[Collected data]
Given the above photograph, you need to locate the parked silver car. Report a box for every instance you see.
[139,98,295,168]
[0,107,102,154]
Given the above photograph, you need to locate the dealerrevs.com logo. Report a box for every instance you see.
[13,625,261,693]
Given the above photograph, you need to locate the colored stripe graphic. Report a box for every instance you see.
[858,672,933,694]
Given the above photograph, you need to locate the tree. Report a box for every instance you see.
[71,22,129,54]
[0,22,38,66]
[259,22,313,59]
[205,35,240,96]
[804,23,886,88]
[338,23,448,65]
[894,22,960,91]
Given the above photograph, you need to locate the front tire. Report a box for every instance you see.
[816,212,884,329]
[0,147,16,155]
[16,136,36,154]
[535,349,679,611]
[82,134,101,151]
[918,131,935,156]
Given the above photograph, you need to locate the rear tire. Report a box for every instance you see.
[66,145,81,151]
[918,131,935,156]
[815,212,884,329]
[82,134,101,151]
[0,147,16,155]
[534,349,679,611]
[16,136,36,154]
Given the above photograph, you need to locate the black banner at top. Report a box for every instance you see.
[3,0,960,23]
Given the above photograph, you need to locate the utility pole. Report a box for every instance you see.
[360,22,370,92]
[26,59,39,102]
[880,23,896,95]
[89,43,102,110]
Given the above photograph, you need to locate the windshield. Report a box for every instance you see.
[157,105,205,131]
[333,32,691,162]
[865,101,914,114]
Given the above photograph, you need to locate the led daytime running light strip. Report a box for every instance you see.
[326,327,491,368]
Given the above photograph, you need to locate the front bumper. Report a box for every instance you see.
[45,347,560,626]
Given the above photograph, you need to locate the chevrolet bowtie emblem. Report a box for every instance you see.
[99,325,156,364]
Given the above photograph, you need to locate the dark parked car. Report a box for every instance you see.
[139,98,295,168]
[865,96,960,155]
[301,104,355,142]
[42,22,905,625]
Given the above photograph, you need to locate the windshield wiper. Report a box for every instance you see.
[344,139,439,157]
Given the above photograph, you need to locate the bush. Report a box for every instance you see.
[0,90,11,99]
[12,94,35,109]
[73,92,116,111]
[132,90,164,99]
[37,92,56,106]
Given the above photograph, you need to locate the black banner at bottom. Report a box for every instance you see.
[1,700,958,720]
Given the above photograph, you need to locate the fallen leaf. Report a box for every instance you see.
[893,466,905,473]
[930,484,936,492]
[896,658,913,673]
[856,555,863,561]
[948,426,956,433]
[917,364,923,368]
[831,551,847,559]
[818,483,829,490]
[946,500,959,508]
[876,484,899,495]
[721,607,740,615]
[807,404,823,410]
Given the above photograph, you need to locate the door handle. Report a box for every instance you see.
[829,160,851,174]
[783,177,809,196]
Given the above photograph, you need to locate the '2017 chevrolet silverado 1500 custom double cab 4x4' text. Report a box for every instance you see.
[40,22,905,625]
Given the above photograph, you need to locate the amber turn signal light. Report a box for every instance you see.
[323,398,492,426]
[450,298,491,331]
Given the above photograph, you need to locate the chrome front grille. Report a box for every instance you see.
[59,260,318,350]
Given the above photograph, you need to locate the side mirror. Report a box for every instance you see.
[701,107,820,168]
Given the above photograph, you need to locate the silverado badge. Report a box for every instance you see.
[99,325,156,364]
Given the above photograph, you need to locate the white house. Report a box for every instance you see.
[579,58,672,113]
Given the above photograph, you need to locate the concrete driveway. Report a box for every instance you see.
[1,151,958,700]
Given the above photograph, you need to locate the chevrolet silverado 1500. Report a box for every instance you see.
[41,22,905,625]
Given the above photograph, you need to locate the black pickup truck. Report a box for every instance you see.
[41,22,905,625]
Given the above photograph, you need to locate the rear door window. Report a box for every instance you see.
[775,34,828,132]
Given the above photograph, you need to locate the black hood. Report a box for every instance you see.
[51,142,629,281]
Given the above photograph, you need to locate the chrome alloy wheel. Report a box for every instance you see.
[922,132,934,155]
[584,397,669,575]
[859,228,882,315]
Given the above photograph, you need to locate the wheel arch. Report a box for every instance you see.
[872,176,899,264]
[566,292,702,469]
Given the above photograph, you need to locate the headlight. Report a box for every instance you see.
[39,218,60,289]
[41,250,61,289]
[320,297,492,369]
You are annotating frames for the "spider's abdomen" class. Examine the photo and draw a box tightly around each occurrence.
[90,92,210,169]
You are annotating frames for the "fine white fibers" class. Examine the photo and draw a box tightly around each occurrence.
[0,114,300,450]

§ **Your assignment**
Reproduce the preceding entries exactly and completely.

§ **Solution**
Given the above photograph, you need to locate the parked silver car. Report a box for every instance you see.
[139,98,295,168]
[0,107,102,154]
Given the above photograph, you need to locate the dealerrevs.com logo. Report a box for every instance you see.
[13,625,261,693]
Given the above photograph, you need to locate the colored stripe graphic. Report a box for every instance you see.
[858,672,933,694]
Given the above photograph, you need to locate the tree. Report a box for every instance you see.
[71,22,129,54]
[0,22,38,66]
[259,22,313,59]
[205,35,240,96]
[804,23,886,88]
[338,23,448,65]
[894,22,960,91]
Given the above photograph, you need to locate the front tire. Report a box for every instance you see.
[816,212,884,329]
[0,147,16,155]
[16,136,36,154]
[535,349,679,611]
[82,134,101,151]
[918,131,935,156]
Given the above photograph, you need to locate the rear tire. Report a box for every instance you see.
[66,145,81,151]
[918,131,935,156]
[815,212,884,329]
[82,134,101,151]
[0,147,16,155]
[534,349,679,611]
[16,136,36,154]
Given the above photograph, you need to locate the black banner at top. Report a box for every instance you see.
[3,0,960,23]
Given the above photograph, you need to locate the utility pole. Report a box for every instance you see.
[360,22,370,92]
[26,59,39,102]
[880,23,896,95]
[89,43,102,110]
Given the above photograph, you need to locate the windshield. Report a box for every instance you see.
[157,105,205,131]
[333,32,691,162]
[865,101,914,114]
Given the above photograph, you need to locate the led daytime running light strip. Report a box for every instance you see.
[326,327,491,368]
Given the above photograph, you need to locate the front bumper. Report a box for every instance you see.
[45,347,560,626]
Given the above photograph, you need to locate the chevrolet bowtie emblem. Report a box for every instance you see.
[99,325,156,364]
Given the above photograph, you need to locate the dark parked car. Report a box for every instance you see.
[139,98,295,168]
[865,96,960,155]
[301,104,355,142]
[42,22,905,625]
Given the above photograph, you need to locate the windshield wiper. Report a box for every instance you see.
[344,139,439,157]
Given the above photograph, you need to locate the bush. Report a box for every instance you see.
[0,90,11,99]
[12,94,35,109]
[73,92,116,111]
[132,90,164,99]
[37,92,56,106]
Given the above photograph, you need to locate the black banner at bottom. Report a box for every instance you see.
[1,700,958,720]
Given the above photograph, you need to locate the fallen leaf. Report a box for every instance you see.
[893,466,905,473]
[930,484,936,492]
[896,658,913,673]
[856,555,863,561]
[948,426,956,433]
[917,364,923,368]
[831,551,847,559]
[818,483,829,490]
[946,500,959,508]
[876,484,899,495]
[721,607,740,615]
[807,404,823,410]
Given the above photograph, you need to locate the door handle. Report a box for every instance you see.
[829,160,851,174]
[783,177,809,196]
Given the above photograph, you need to locate the '2017 chevrolet silverado 1500 custom double cab 4x4' text. Report a box for every instance you see.
[40,22,905,625]
Given the above photograph, you need to locate the amber turn signal light. Report a box for every instance you see.
[323,398,492,426]
[450,298,491,331]
Given the above photograph, you need to locate the chrome front grille. Report a box for every instance you see.
[59,260,318,350]
Given the above photograph, you need to locate the side mirror. Report a box for every instance you see.
[701,107,820,168]
Given the above photograph, you need to locate the silverado badge. Report a box for every instance you see.
[99,325,156,364]
Given the above photograph, you need to locate the white house. Report a box for every instance you see.
[579,58,672,113]
Given the above photograph, you need to locate the concrete driveway. Report a box for every instance you see.
[1,151,958,700]
Given the above photograph, you need to locate the chevrolet silverado 1500. Report a box for every instance you see.
[41,22,905,625]
Given the above photograph, you need to locate the black pickup truck. Report a box for every instance you see.
[41,22,905,625]
Given the above photograph, you need to locate the rear door window. Report a box for every instance you see.
[775,34,828,132]
Given the above photograph, you need to locate the black hood. Report a box for every instance you see.
[51,142,629,281]
Given the above photograph, you need to locate the chrome alloy wheel. Report a box for every instance you see.
[922,132,934,155]
[584,397,669,575]
[859,228,882,315]
Given the above photograph, you need to locate the wheel arch. Report a box for every instance you see.
[872,176,899,264]
[566,292,702,469]
Given the above photograph, you need to locate the headlight. Report a box for every instance you see.
[39,218,60,289]
[41,250,61,289]
[320,297,492,369]
You are annotating frames for the "spider's abdomen" class. Examine the photo and draw a box tightly around each occurrence.
[90,92,210,169]
You are annotating frames for the "fine white fibers" class. Examine the photo and draw a box tightly around each occurrence.
[0,114,300,450]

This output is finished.